Text segment:
== == ==

Drinking water in France
Carrying a bottle of water is one of the easiest ways to be singled out as a tourist in Paris. Perhaps it’s because many visitors spend the entire day walking from one site to the next without returning to their temporary residence.
Parisians themselves spend more time at their homes and offices where they have greater access to water. In any case, it is rare to see a Parisian with a bottle of water in hand while in public, which makes those of us who carry bottles of water stand out even more.
Over the last few years in France, I have formed the impression that the French rarely drink water.
My girlfriend and I like to meet up with a friend of her father’s for lunch or dinner every few weeks. On many of these occasions, we drink a lot of wine. I like to have a glass of water on the side, just to stay hydrated.
I routinely offer water to our friend, and he always declines saying, “I don’t need that.” He says that he drinks nothing but water at home, but even at 73 years old, he is rarely there.
He isn’t a solitary case either. I have known another friend of his for close to five years, and I do not think I have ever seen him drink a glass of water. Yet both are in good health, which makes the French paradox even more confusing.
On several occasions, our French friends have commented that my girlfriend (who has picked up my habit of drinking water every now and then) and I drink a lot of water. Even yesterday, my girlfriend’s employer commented on it because she had taken her second glass of water of the day.
Anytime that there is a heat wave in France, those watching the weather reports are reminded to drink water to keep cool (and to go to the frozen food aisles in the supermarket). The lack of hydration was most likely the main reason that roughly 15,000 people perished in the heat wave that hit France in 2003.

== == ==

Extracted records:
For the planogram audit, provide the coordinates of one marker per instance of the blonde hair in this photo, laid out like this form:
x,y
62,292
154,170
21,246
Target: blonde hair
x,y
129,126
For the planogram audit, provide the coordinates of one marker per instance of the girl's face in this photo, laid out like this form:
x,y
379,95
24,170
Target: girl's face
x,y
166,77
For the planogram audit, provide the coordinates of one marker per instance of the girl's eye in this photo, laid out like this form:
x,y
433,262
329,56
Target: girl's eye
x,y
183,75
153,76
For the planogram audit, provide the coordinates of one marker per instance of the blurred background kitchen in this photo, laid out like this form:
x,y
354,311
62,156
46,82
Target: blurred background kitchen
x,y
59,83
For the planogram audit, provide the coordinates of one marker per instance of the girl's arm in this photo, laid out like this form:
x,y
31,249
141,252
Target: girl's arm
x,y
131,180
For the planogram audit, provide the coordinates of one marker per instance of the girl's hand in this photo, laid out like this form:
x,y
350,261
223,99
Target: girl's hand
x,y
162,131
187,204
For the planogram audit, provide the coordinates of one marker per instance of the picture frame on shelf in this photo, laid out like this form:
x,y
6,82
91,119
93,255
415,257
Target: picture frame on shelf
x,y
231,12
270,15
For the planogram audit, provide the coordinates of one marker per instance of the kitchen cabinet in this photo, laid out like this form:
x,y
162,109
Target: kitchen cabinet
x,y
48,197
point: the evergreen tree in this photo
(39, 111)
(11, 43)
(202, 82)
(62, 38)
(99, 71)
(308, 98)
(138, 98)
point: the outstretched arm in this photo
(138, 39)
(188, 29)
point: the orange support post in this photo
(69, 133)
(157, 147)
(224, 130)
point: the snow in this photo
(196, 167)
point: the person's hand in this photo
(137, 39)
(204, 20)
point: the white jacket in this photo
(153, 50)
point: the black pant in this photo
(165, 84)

== == ==

What the exercise asks: Pick up the piece on drinking water in France after its final sentence and carry it on. The items are separate material, unrelated to the piece on drinking water in France.

Output:
In most cases in Paris, a carafe of water is only brought out on request. If you don’t ask, you won’t have water. Compared to my experience of growing up in the U.S. where a big glass of water is served without even asking for it, I found this bizarre when I first arrived here.
Why is it that the French seem to drink so little water? Perhaps it is a habit stemming from the past.
In previous centuries, drinking alcohol was the safest way of drinking fluids.This is because the process in which alcohol is made kills off the bacteria that used to contaminate much of the drinking water. In this case, one might have been considered a fool for drinking water at all!
Fortunately today, it is easy to get access to clean, free drinking water in Paris. There are fountains, or Wallaces, throughout the city, installed in the late 19th century by philanthropist Sir Richard Wallace.
He feared the lack of available, affordable clean water in the Paris Commune would turn the poor into alcoholics. Alcohol was cheaper than clean water in Paris at this time. These fountains are easily recognizable and are found nearly everywhere in Paris.
Do not worry about being seen carrying a water bottle here in Paris, for no one will think less of you. You might even being doing someone a favor by reminding them to drink more of it.